La función testimonial de los sueños, la condensación de señales que permean nuestra subjetividad, demuestra que pueden ser considerados como evidencias de época. Como señala la escritora Bárbara Hahn en Noche sin fin. Sueños en el siglo de la violencia: “En el sueño se abren puertas que en la vigilia permanecen bloqueadas. Los sueños anotados resguardan este saber, por lo que un archivo del mismo contiene material histórico.”

Es claro que en la actualidad lo que produce ansiedad e incertidumbre es la pandemia, y no como señalan con interesada malicia algunos comunicadores, la cuarentena, como así también la racionalidad depredadora de una economía extractiva y voraz como telón de fondo que parece precipitar el desastre. Por eso indagar y registrar los sueños y representaciones de este singular momento histórico de parálisis social, podría servirnos como una especie de sismógrafo espiritual ante los desafíos que la humanidad debe afrontar. Desde hace tiempo, las ficciones sobre el futuro tienen un tinte aciago y apocalíptico. Basta pensar en las series Years and YearsLos cuentos de la criada hasta el decorado social de Jocker pasando por El Colapso, para reconocer los temores inconscientes que nos abruman. Como dice la ensayista Linda Maeding: “Esta forma de entender los sueños como un espacio liberador frente al opresivo día a día, sería otro modo de otorgarles un carácter político, aquí en el sentido emancipador.” Como hemos visto el sueño destila la esencia de un acaecer histórico y colectivo en esta catástrofe, y cuyas cristalizaciones es capaz de representar estableciendo conexiones aún no articuladas de manera verbal.  Es decir, los sueños podrían revelar “puntos ciegos de nuestra cultura” o una especie de sociología de las estructuras variables del inconsciente. Desde esta perspectiva interrogarnos sobre nuestras “visiones nocturnas” (algo que no está historizado) es preguntarnos cómo de manera inconsciente procesamos una experiencia inédita a nivel planetario. Qué efectos producirá en nuestra psiquis la convivencia viral que ha logrado paralizar todo el sistema, y el deseo tecno de crear umbrales inmunológicos. Desde la filosofía se han ensayado diversos análisis: desde el fin del capitalismo hasta el Estado de excepción, pasando por la imposición de una biopolítica cimentada sobre el registro digital, o controles de anónimos vigilantes enfundados en mamelucos sanitarios.  ¿Las imágenes que se imprimen en nuestra retina mental serán el material de futuros sueños? ¿Los monos hambrientos de Tailandia invadirán nuestras ciudades oníricas? Los muertos en las calles de Perú o Ecuador, y las fosas comunes en Manhattan o Brasil, ¿es la profecía autocumplida de nuestras pesadillas? ¿El friso social distópico de saqueos o incendios es el efecto fantasma, o el pandemónium que produce el retorno de lo reprimido?

> _EXTRACTO DE DATOS_
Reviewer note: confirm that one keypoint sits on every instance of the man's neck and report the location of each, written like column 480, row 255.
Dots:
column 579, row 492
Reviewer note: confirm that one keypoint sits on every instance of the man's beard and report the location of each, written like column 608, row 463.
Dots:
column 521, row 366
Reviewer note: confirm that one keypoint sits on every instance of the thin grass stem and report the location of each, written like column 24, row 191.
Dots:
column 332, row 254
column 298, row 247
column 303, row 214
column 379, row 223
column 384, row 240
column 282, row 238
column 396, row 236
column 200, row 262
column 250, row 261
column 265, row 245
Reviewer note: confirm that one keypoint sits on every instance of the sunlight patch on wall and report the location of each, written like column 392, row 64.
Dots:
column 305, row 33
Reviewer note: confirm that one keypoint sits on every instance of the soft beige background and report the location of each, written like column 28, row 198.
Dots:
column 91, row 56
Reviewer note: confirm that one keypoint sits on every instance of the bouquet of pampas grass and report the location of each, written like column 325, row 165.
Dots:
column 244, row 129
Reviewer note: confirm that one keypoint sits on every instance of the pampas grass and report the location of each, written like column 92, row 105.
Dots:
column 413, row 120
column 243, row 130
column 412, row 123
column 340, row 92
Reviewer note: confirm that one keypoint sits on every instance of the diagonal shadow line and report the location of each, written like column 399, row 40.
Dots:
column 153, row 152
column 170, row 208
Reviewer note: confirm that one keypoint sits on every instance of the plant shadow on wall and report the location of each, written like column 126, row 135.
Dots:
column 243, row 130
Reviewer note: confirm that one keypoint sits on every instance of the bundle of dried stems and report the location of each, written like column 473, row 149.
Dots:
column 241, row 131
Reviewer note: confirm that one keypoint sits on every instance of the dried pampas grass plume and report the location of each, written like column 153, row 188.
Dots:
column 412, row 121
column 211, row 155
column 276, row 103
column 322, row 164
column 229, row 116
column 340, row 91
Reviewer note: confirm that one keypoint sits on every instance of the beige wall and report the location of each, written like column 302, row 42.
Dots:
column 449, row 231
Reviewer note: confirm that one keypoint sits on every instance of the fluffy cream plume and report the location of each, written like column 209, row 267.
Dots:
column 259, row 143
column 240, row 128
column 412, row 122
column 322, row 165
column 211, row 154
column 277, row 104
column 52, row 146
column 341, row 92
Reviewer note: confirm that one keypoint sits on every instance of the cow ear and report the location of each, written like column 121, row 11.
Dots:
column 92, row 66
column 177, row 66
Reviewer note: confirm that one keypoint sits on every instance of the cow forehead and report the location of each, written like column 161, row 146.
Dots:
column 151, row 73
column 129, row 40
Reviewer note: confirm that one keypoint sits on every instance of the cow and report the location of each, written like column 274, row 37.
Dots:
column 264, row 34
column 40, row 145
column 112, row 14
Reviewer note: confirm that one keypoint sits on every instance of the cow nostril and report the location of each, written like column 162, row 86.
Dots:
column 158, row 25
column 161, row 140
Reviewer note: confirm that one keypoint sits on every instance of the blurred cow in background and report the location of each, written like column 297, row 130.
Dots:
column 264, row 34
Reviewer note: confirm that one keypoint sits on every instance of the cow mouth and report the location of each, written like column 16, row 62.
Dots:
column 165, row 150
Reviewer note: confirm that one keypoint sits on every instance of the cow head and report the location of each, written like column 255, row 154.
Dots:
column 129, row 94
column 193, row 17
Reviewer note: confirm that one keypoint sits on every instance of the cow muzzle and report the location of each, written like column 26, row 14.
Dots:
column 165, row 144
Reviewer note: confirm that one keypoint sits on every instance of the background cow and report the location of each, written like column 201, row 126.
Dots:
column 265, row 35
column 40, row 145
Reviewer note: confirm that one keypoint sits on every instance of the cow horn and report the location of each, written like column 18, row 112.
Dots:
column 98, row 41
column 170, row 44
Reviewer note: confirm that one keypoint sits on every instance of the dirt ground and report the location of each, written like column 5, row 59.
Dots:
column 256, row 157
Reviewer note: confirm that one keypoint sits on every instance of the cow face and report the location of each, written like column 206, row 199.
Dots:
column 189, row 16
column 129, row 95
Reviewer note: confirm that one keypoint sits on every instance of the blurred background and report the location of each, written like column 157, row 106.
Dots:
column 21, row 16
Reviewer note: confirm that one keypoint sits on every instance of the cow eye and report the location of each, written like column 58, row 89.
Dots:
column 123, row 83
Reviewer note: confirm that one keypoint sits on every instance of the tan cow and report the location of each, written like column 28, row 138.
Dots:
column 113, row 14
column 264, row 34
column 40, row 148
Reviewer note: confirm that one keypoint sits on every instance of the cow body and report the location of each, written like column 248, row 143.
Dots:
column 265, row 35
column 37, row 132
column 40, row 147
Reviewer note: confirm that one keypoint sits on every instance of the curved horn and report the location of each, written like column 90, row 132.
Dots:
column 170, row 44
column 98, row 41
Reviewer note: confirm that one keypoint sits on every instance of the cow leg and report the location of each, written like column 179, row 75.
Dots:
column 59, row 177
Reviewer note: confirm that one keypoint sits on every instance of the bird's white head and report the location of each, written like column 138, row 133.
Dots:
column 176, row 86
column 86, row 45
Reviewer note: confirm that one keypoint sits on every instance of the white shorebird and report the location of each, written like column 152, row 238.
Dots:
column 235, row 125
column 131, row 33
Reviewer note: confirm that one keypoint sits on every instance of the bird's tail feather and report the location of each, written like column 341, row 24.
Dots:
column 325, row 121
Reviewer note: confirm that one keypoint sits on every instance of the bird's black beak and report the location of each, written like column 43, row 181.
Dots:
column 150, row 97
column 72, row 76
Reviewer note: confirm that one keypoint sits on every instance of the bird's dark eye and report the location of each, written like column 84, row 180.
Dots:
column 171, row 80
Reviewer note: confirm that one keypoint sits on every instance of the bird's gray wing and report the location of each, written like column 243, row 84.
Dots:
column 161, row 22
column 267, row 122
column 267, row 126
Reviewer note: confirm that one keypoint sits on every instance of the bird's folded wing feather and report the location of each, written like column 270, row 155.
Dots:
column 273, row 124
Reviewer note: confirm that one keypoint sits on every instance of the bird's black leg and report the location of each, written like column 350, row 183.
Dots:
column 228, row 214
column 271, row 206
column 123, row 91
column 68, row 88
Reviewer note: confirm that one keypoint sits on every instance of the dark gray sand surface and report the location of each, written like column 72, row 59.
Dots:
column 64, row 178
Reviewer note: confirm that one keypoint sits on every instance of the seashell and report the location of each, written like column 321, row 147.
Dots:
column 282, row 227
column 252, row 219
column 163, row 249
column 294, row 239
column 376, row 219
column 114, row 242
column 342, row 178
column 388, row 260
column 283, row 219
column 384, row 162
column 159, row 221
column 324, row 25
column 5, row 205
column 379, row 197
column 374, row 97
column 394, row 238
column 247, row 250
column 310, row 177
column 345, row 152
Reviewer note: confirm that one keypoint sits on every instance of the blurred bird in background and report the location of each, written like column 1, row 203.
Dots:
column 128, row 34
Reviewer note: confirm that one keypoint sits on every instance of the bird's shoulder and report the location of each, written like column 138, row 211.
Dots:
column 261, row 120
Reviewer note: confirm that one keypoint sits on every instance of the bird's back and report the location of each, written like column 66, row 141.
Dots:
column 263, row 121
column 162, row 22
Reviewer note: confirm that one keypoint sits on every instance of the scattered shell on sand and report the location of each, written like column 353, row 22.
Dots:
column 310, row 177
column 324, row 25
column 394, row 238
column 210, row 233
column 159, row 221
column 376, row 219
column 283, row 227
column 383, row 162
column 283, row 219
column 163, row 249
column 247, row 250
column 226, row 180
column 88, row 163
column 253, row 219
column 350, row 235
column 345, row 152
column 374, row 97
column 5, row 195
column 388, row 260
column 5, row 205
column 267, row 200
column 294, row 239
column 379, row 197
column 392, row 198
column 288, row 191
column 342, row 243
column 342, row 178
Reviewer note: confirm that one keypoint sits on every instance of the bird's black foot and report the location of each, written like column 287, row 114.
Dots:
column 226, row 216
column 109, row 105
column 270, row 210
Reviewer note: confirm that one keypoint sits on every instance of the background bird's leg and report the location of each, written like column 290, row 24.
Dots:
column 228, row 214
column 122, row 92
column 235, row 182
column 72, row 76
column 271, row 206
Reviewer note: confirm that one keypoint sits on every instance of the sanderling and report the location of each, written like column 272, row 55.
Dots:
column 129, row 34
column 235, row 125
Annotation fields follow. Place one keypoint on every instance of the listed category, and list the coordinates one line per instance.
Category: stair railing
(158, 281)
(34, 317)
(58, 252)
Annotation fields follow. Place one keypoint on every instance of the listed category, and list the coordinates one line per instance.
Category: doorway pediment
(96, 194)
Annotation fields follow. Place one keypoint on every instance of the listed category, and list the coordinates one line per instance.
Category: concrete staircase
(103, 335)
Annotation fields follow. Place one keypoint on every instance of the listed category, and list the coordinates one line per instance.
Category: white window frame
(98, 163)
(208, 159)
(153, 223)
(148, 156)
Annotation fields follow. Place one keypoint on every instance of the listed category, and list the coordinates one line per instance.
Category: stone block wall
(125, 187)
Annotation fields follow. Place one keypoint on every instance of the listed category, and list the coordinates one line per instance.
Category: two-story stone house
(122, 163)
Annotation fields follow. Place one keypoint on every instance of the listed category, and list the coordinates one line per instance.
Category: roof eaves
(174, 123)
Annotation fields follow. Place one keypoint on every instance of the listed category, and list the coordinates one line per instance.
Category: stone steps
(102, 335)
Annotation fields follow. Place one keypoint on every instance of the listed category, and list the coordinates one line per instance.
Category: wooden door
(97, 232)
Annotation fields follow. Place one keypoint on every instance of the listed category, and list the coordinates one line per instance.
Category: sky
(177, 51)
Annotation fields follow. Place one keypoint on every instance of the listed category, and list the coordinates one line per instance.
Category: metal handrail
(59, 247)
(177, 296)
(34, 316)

> _EJERCICIO_
Enumera, en el orden en que aparecen, todos los nombres de lugares geográficos que menciona el fragmento sobre los sueños en la pandemia.

> _RESULTADO_
Tailandia, Perú, Ecuador, Manhattan, Brasil